(Page extract)
The question is no longer "Did the student write this?" — it becomes "Does the student own the thinking behind this, and can they justify the choices they made?"
A conditional viva is not punitive. It is activated only when:
The viva gives the student a chance to verbally demonstrate their understanding and explain the transformations they made — it is an opportunity, not an accusation.
💡 The viva replaces unreliable AI-detection tools with a human, dialogic process. It centres understanding rather than surveillance.
Every feature of VFWA exists for a reason. This table maps each design choice to its underlying rationale — so you can explain the why to colleagues and students.
| Feature | Stage | What It Does | Why It Matters |
|---|---|---|---|
| Unseen Anchor | 1 | Stimulus is revealed only at the start of the session | Prevents pre-prepared AI output; ensures real-time reasoning is captured |
| Observed Setting | 1 | Supervised environment (classroom, exam hall, or proctored online) | Establishes authorship and authenticity without relying on AI detection |
| Ungraded | 1 | Stage 1 carries no marks | Creates epistemic safety — students focus on thinking without fear of linguistic penalty |
| Choice of Modality | 1 | Students may speak, write, draw, or mix modalities | Removes language as a barrier; embraces neurodivergent and multilingual expression |
| AI Unrestricted | 2 | All digital tools, including generative AI, are permitted | Eliminates policing; reflects real-world professional practices; supports accessibility |
| Evaluative Judgement | 2 | Assessment focuses on transformation decisions and justifications | Shifts assessment from product reproduction to critical thinking skills |
| Evidentiary Link | 1 → 2 | Stage 2 must be traceable to Stage 1 ideas | Creates a "closed loop" of verifiable evidence; replaces detection with design |
| Conditional Viva | Safeguard | Oral dialogue triggered by weak link between stages | Provides a human, non-punitive verification process; replaces AI detection |
The model is adaptable to any discipline. Here are three operational examples showing how Stage 1 and Stage 2 connect in practice.
(End Page extract)
(Provided material)
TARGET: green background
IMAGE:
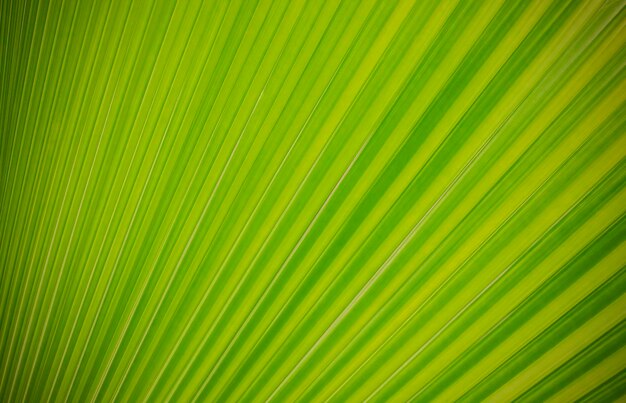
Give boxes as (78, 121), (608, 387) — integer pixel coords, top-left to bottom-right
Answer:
(0, 0), (626, 402)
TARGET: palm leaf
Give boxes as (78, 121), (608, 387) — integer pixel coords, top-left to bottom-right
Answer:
(0, 0), (626, 402)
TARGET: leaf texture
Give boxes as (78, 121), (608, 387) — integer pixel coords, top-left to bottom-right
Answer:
(0, 0), (626, 402)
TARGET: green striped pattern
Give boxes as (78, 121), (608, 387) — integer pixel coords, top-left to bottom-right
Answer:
(0, 0), (626, 402)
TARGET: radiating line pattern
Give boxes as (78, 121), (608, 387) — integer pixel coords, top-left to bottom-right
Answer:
(0, 0), (626, 402)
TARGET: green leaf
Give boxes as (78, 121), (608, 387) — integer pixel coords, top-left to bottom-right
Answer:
(0, 0), (626, 402)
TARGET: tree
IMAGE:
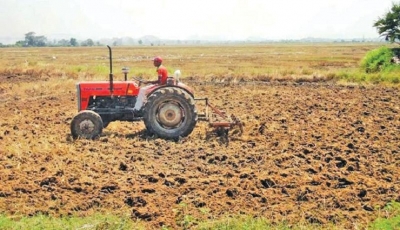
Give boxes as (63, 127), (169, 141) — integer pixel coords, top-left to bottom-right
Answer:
(373, 3), (400, 44)
(25, 32), (47, 47)
(25, 32), (35, 46)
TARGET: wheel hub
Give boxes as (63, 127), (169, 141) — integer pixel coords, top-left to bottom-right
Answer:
(79, 120), (94, 134)
(158, 103), (183, 128)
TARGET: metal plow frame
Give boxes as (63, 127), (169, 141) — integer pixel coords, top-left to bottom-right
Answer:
(194, 98), (243, 138)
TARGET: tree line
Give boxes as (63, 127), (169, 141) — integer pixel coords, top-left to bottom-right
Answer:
(13, 32), (101, 47)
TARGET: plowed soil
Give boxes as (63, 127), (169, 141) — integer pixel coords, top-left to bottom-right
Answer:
(0, 76), (400, 228)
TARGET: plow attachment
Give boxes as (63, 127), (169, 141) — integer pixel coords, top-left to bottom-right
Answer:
(194, 98), (243, 141)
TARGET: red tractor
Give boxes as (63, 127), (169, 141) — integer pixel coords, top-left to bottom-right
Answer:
(71, 46), (240, 139)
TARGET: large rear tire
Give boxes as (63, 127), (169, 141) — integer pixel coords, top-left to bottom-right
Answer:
(71, 110), (103, 139)
(143, 87), (197, 139)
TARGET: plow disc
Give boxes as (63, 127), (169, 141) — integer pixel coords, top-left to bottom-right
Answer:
(194, 98), (243, 144)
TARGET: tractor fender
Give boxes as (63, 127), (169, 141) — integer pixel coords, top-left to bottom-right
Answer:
(146, 82), (194, 98)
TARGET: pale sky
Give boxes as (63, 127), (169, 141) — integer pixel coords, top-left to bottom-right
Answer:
(0, 0), (394, 42)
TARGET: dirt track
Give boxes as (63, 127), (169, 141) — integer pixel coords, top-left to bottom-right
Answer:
(0, 75), (400, 228)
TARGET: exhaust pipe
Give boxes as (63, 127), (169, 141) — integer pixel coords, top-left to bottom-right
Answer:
(107, 45), (114, 96)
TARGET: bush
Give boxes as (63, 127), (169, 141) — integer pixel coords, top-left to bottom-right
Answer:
(361, 46), (394, 73)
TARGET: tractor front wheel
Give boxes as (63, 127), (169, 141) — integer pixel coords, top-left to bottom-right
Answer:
(71, 110), (103, 139)
(143, 87), (197, 139)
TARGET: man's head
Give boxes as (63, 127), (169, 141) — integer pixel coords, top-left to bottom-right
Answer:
(153, 56), (162, 67)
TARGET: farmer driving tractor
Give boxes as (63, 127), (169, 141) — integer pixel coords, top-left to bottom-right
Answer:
(134, 56), (168, 111)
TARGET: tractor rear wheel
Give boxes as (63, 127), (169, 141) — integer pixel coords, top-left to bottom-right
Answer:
(143, 87), (197, 139)
(71, 110), (103, 139)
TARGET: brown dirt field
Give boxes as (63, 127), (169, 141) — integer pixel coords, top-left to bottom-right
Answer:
(0, 73), (400, 228)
(End Provided material)
Exercise requirements
a – In the VFWA extract, which tools are permitted in Stage 2?
b – Copy out the stretch of the VFWA extract from "A conditional viva" through "colleagues and students.".
c – Extend the VFWA extract beyond its final sentence.

Answers to the exercise
a – All digital tools, including generative AI, are permitted.

b –
A conditional viva is not punitive. It is activated only when:
The viva gives the student a chance to verbally demonstrate their understanding and explain the transformations they made — it is an opportunity, not an accusation.
💡 The viva replaces unreliable AI-detection tools with a human, dialogic process. It centres understanding rather than surveillance.
Every feature of VFWA exists for a reason. This table maps each design choice to its underlying rationale — so you can explain the why to colleagues and students.

c –
Students receive an unseen fact scenario and write a handwritten analysis identifying the key legal issues, relevant rights, and initial arguments. They may use bullet points, diagrams, or structured outlines.
Students expand their analysis into a 1,200-word legal memorandum. They use AI to refine legal language, check citation formatting, and improve structural coherence — while maintaining the arguments anchored in Stage 1.
Students receive an unseen dataset and record their initial interpretation: what the data shows, potential explanations, and any anomalies. They may annotate graphs or record a voice explanation.
Students develop a formal results-and-discussion section, integrating literature and refining scientific English. AI tools help with language accuracy and referencing — but the interpretation must stem from Stage 1.
Students read an unseen passage and produce an initial close reading — annotating literary techniques, themes, and their personal response. They may speak their analysis aloud or handwrite notes.
Students craft a formal critical essay building on their Stage 1 observations. They use AI for language polishing and secondary source integration, while their original analytical angles anchor the final argument.
VFWA reframes accessibility as a condition of validity. When barriers prevent students from demonstrating what they truly know, the assessment itself becomes invalid — not the student.
For many neurodivergent students — including those with ADHD and dyslexia — speaking keeps up with the speed of thought, while writing slows it down and blocks ideation. VFWA lets students choose the modality that captures their thinking most faithfully.
Students who think in multiple languages shouldn't be penalised for "wrong" English. Stage 1 invites translanguaging — using all linguistic resources — so that great ideas aren't lost behind a language barrier.
By legitimising AI tools in Stage 2, VFWA provides built-in cognitive support — spell-checking, grammar assistance, structural scaffolding — that traditionally required expensive accommodations or formal diagnoses.